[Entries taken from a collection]
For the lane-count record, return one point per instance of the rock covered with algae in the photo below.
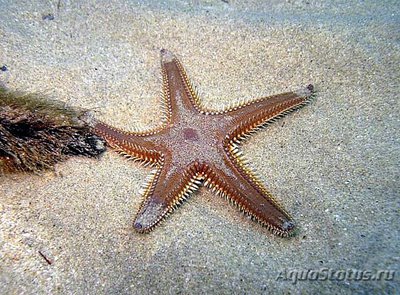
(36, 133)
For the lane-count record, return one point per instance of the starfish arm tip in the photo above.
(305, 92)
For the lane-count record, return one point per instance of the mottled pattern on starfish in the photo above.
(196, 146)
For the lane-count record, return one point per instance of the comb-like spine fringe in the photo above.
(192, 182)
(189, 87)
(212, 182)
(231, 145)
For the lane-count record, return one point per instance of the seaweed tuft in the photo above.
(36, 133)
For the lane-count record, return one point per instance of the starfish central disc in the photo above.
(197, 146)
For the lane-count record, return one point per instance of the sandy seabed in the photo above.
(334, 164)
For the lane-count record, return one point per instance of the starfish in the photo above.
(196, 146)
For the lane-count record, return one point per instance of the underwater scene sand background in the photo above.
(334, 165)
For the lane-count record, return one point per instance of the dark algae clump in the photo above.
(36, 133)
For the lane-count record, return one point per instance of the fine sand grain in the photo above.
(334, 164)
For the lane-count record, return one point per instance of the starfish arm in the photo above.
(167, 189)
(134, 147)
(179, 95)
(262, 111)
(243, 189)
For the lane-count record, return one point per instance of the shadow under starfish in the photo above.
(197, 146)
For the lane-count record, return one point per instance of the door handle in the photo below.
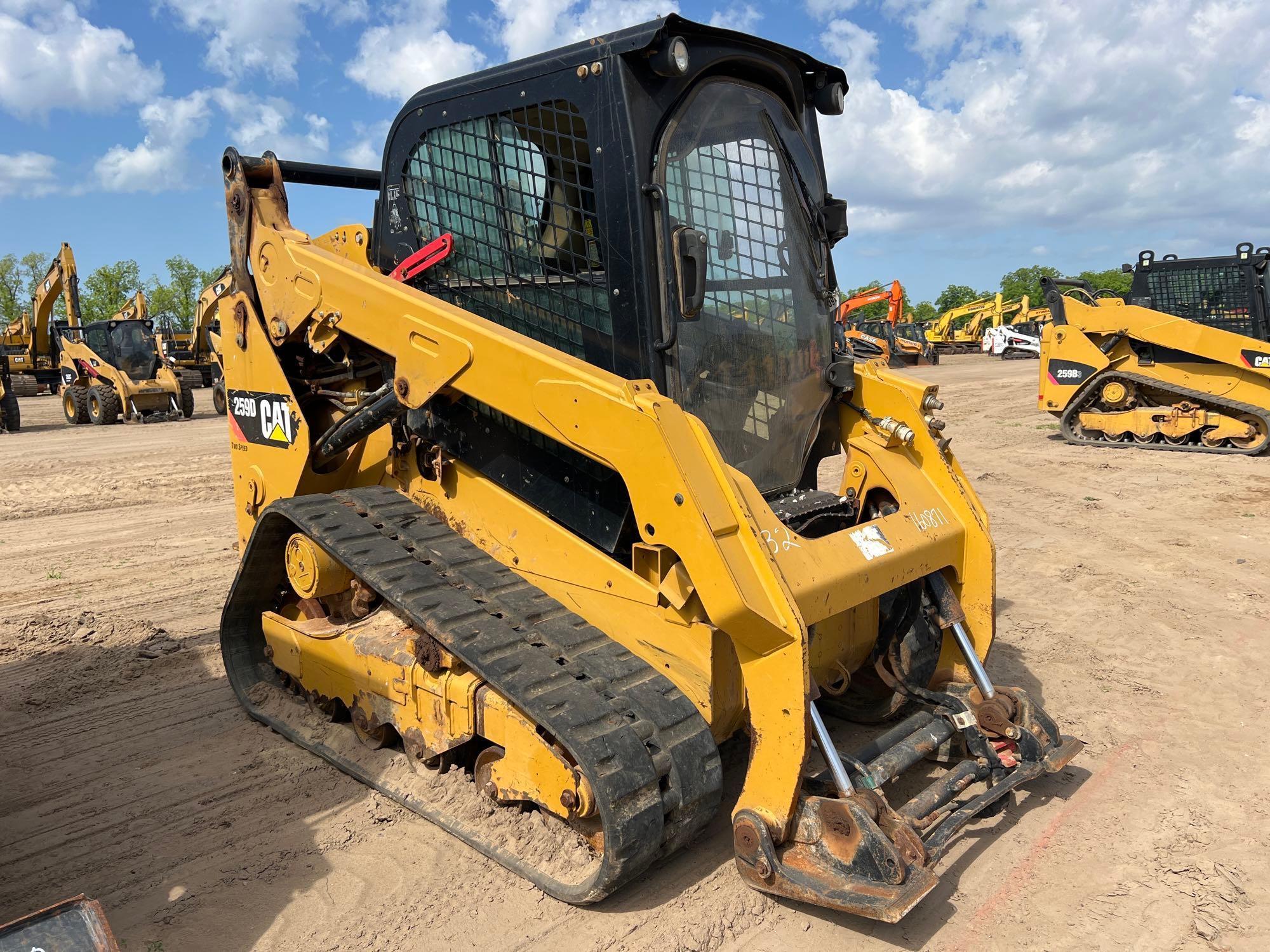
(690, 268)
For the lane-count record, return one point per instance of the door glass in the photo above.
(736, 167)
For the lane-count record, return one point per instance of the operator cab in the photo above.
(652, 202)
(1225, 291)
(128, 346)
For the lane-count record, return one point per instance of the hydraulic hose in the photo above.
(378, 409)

==

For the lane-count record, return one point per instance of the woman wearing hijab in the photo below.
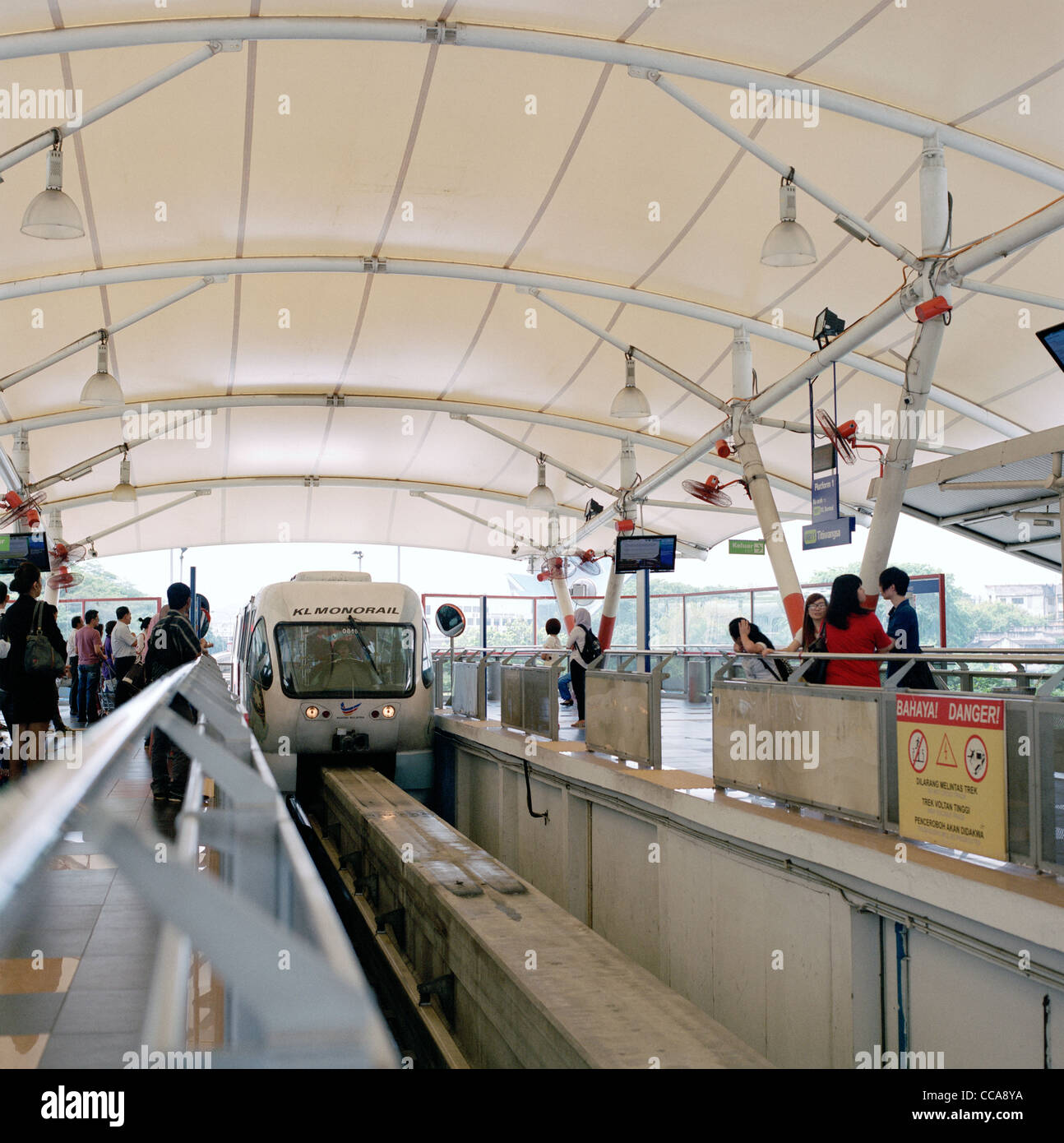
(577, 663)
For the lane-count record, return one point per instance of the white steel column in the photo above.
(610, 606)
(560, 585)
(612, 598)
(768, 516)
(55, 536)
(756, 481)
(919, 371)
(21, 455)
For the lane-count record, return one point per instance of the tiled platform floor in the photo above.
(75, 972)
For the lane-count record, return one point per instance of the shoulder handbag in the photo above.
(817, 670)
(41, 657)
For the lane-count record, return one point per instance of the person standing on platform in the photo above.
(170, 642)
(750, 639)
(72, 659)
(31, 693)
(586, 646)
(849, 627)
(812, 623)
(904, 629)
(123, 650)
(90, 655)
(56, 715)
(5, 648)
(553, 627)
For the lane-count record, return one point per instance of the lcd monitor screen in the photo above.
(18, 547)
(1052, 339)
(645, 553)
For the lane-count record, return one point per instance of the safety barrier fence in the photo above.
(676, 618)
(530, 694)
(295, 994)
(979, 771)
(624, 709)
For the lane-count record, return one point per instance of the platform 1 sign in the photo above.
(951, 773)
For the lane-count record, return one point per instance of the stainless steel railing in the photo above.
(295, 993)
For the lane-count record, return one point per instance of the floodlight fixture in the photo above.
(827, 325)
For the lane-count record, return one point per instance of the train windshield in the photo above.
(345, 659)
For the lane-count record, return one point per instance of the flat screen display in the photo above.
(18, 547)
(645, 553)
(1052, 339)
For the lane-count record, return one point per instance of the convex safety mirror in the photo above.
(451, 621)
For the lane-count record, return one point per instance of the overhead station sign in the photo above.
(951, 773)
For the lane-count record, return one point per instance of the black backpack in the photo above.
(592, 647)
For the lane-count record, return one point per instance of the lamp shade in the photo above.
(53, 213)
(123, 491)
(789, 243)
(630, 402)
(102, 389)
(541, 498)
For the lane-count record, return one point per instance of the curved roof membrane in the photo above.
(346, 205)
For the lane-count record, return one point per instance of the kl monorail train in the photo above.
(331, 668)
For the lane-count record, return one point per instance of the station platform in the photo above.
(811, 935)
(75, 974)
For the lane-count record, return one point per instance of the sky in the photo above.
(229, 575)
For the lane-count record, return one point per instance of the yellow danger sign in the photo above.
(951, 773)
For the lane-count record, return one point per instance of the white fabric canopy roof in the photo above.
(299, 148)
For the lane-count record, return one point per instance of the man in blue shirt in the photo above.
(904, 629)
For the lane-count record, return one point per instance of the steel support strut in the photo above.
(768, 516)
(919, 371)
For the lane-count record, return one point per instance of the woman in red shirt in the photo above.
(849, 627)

* * *

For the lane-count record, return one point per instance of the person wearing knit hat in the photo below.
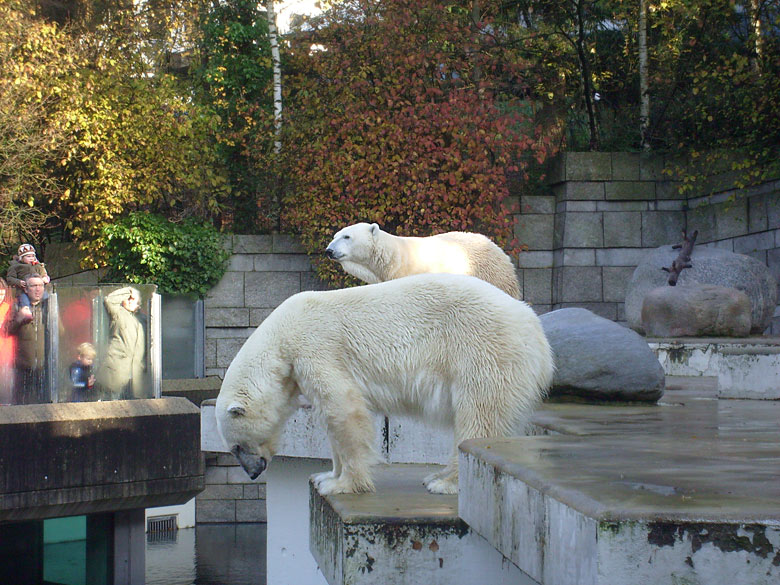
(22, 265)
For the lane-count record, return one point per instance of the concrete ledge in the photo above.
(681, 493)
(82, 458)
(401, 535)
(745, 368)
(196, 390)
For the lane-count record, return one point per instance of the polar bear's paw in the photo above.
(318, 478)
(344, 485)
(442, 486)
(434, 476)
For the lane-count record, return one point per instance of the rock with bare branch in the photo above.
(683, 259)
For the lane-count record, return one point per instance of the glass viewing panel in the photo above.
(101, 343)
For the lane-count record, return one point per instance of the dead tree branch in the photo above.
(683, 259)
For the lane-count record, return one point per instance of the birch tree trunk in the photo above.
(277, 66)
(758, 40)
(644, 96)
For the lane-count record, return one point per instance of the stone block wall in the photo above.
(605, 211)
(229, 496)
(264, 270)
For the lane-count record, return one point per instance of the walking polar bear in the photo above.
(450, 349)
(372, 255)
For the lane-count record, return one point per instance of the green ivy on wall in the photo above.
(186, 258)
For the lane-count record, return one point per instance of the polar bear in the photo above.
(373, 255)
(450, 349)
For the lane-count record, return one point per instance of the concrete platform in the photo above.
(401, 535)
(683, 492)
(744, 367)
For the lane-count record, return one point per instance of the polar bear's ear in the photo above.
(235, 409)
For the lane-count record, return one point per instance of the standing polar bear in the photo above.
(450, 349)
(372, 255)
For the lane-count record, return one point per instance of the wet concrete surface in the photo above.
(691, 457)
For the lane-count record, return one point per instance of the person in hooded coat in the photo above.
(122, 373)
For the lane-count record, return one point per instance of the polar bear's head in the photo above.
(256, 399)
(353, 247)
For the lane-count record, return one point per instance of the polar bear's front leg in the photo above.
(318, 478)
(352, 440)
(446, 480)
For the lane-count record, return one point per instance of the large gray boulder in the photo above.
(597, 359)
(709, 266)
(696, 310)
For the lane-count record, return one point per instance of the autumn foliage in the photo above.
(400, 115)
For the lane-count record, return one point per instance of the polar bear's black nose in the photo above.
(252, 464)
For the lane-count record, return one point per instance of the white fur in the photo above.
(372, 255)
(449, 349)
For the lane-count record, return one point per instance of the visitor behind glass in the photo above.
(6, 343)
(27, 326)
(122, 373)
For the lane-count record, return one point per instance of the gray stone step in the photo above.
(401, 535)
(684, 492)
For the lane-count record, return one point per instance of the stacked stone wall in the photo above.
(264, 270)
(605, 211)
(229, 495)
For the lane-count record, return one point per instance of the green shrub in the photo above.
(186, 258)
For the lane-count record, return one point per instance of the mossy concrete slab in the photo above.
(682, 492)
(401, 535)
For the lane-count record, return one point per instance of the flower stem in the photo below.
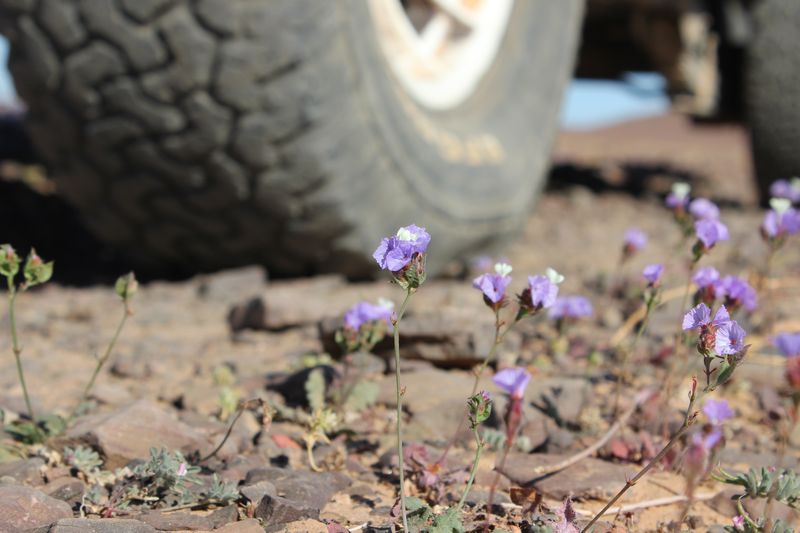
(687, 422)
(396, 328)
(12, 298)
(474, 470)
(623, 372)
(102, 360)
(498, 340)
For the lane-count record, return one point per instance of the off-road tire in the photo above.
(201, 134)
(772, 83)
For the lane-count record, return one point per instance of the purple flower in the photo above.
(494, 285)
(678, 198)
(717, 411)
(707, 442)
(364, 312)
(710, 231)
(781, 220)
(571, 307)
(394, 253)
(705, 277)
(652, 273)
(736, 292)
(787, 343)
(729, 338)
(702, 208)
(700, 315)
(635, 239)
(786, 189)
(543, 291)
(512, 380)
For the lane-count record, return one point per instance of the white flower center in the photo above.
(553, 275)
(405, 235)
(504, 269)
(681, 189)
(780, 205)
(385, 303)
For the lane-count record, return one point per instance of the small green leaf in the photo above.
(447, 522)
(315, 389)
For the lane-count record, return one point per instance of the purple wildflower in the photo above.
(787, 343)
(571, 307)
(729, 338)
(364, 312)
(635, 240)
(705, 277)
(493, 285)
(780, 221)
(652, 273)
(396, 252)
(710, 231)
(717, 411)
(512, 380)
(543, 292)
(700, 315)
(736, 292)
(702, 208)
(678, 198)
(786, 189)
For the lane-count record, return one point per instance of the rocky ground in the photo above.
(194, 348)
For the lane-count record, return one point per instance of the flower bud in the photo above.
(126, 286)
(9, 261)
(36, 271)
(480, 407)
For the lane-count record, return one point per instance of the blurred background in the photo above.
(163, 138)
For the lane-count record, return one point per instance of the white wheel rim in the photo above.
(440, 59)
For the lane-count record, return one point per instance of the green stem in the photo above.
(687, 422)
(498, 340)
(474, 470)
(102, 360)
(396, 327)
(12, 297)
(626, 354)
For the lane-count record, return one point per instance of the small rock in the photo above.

PROBLEM REQUIREMENTS
What you give back must be the stretch above, starting at the line with "stem in the photo above." and ending at the line with "rock in the photo above.", copied exactly.

WRITTEN SOLUTION
For the lane-count record, return one point per instance of the green stem in the photo above.
(687, 422)
(498, 340)
(474, 470)
(102, 360)
(396, 327)
(12, 297)
(626, 354)
For the lane-count record, return one point per instance of the small rock in the photo above.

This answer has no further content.